### EXCERPTED PASSAGE
↓↓↓
# PlayStation Vue is a cloud-powered broadcast TV service that launches in early 2015



## Athlon646464 (Feb 23, 2007)

*PlayStation Vue is a cloud-powered broadcast TV service that launches in early 2015*

(engadget.com) - Oh good, another subscription service, you might already be thinking. However, Sony has already signed up some major networks and players (Fox, CBS, Viacom and ABC, for starters) and a no-contract setup: you'll pay month by month -- like how you pay for Netflix. The tie-ups will also include the ability to record programs, as well as play selected on-demand content. Beta testers will see around 75 channels of content, including local networks, when tests start later this month, although there's one proviso: they have to live in NYC, before it rolls out to Chicago, Philadelphia and LA. For the rest of us, the entire service is set to go live in early 2015....

Full Story Here


----------



## acostapimps (Nov 6, 2011)
↑↑↑
### TASKS TO COMPLETE
A - Tally the lines in the listing below that contain the word "player", and reply with the number alone.
B - Carry the PlayStation Vue thread above forward from its final line.

### DATA IN THIS EXERCISE
↓↓↓
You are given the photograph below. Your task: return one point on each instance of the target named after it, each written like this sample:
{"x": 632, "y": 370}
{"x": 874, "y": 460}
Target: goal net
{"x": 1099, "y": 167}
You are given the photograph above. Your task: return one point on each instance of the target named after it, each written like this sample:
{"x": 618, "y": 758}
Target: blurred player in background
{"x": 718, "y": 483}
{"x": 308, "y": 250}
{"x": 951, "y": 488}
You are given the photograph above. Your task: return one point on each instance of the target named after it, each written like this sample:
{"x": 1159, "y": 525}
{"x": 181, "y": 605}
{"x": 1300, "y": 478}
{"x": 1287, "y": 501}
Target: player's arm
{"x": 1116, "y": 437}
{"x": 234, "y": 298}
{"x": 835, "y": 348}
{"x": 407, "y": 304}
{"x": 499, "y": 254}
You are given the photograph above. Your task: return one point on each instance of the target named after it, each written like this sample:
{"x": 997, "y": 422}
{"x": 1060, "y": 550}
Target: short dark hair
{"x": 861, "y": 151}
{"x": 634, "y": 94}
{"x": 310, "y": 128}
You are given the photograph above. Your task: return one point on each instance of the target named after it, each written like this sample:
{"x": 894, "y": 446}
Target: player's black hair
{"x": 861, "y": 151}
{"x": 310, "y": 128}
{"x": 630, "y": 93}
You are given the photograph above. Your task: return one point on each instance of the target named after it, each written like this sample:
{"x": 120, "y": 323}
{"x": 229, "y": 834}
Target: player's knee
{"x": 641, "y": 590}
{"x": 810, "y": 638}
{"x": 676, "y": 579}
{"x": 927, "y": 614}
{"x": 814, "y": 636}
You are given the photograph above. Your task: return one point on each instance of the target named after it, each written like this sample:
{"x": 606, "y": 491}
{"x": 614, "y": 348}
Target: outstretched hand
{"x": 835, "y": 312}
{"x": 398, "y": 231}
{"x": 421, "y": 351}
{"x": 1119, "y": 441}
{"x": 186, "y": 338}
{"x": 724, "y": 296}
↑↑↑
### RESPONSES BY TASK
A - 4

B -
If more and more major networks and streaming devices come up with developing apps and services to watch
for a small monthly price, Pay TV could ultimately become a thing of the past.

Of course it all depends on age demographics which usually from the young generation to people in their 30's and 40's and even 50's
would most likely cut the cord in favor of streaming.

60's and above who may or may not know about streaming on devices would probably stay with traditional pay TV services.


----------



## Rob (Apr 23, 2002)

I thought the Vue was a coffee maker. "It's a coffee brewer! It's a tv subscription" "coffee brewer!", "tv subscription!"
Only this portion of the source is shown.